Excerpts from location labeling data:
..........

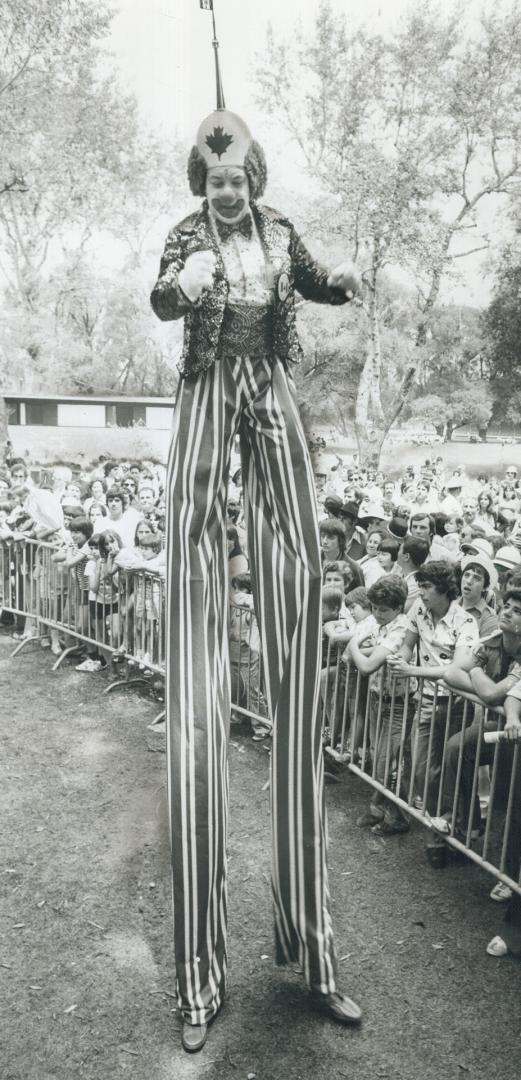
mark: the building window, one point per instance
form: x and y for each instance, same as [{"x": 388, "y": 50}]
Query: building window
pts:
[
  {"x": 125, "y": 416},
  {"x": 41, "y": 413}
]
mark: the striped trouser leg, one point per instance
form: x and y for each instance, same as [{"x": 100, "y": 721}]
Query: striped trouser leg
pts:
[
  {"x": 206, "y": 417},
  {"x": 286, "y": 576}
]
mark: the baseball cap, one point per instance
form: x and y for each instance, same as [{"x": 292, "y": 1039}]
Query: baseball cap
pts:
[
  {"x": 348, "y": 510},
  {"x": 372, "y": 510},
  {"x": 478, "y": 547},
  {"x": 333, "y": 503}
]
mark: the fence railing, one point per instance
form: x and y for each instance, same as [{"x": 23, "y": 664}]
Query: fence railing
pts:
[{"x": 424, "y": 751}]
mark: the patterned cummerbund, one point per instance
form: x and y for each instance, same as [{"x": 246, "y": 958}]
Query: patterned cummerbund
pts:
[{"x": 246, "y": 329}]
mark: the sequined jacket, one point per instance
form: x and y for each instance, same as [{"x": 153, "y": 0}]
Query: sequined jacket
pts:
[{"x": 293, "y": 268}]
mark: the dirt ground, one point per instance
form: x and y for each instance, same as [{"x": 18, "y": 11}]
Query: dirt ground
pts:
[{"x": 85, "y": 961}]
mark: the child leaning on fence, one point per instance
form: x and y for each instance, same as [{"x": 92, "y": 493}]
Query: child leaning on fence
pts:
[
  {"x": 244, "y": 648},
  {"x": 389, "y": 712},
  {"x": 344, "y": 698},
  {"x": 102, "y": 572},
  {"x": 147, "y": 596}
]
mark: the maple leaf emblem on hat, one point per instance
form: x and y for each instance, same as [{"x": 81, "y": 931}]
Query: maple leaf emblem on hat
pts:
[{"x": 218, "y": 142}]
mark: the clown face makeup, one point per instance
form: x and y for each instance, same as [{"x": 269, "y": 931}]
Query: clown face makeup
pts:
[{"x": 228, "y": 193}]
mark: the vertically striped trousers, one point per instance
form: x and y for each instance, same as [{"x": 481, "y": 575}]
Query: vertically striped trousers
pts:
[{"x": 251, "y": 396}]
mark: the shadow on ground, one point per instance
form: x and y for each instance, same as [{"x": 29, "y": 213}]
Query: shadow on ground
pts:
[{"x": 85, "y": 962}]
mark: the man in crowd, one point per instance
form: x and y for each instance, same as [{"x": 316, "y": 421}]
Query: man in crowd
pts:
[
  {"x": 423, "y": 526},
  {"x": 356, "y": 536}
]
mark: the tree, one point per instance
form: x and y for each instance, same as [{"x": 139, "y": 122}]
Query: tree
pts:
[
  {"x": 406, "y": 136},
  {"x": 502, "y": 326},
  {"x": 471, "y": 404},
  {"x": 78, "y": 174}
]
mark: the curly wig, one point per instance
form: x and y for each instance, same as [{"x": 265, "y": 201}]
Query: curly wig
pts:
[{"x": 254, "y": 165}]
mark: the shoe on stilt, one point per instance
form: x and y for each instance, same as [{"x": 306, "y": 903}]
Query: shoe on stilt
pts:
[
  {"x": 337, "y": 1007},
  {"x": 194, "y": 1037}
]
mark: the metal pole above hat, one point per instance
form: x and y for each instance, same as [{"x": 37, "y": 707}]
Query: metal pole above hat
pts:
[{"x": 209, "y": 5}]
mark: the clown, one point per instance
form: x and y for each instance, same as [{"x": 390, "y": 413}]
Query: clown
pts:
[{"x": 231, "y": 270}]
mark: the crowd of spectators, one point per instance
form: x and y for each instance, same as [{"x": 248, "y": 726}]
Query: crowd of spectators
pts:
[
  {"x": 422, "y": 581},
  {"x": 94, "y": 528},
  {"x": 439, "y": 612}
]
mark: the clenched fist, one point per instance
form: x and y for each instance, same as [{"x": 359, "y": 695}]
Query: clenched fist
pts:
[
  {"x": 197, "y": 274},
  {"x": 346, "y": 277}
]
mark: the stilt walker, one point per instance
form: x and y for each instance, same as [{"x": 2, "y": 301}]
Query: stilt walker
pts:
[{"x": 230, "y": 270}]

..........

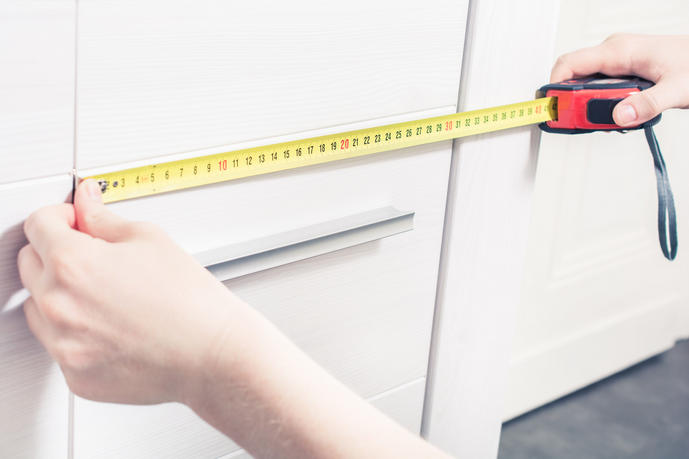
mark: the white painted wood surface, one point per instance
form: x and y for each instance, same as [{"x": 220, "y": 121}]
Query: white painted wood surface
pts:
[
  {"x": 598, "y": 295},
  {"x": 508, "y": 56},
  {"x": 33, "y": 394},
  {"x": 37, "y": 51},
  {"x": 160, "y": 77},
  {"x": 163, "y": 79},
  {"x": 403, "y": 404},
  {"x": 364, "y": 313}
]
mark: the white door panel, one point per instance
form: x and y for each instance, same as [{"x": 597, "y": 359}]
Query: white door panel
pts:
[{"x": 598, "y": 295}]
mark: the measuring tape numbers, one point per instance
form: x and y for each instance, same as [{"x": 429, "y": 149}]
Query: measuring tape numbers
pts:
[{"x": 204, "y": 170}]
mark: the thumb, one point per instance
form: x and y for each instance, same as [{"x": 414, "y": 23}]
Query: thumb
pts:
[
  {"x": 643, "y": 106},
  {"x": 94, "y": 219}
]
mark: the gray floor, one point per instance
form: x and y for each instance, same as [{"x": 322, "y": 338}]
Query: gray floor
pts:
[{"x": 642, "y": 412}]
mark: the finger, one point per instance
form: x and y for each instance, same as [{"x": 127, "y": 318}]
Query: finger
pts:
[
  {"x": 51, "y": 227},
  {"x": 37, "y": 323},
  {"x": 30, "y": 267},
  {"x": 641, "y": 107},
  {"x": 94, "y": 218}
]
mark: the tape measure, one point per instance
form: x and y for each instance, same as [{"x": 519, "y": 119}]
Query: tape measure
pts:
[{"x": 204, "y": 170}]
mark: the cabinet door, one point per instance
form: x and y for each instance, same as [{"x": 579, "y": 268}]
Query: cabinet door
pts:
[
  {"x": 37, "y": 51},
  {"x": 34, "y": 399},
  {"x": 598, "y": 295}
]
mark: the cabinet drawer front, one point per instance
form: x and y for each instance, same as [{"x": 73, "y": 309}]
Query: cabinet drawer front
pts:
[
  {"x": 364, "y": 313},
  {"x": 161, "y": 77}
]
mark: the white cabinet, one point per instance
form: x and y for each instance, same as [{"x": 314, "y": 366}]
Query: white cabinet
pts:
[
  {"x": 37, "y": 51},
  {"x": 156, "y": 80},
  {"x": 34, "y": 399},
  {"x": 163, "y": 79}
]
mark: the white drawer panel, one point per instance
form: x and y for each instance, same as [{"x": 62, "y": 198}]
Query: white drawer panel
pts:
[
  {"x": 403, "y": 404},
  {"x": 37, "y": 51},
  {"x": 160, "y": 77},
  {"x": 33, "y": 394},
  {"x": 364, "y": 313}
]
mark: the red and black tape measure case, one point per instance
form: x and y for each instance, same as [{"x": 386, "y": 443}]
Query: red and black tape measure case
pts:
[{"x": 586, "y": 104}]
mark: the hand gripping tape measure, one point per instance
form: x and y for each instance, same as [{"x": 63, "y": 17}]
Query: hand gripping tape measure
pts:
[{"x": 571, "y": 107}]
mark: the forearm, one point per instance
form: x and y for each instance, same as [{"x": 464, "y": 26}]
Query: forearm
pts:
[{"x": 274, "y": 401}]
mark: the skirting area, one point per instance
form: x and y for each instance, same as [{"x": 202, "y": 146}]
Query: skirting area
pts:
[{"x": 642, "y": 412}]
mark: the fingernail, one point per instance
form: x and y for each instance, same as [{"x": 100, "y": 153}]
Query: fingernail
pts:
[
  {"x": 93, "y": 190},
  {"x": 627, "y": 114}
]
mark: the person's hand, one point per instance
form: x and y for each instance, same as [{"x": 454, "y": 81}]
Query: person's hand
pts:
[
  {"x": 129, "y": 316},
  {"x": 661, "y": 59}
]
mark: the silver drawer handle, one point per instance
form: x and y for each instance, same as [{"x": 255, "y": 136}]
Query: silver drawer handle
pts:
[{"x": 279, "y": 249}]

..........

To be done: Report how many lines in the entries above contain the string "tape". Case counts. Give only the number.

Answer to the exercise: 8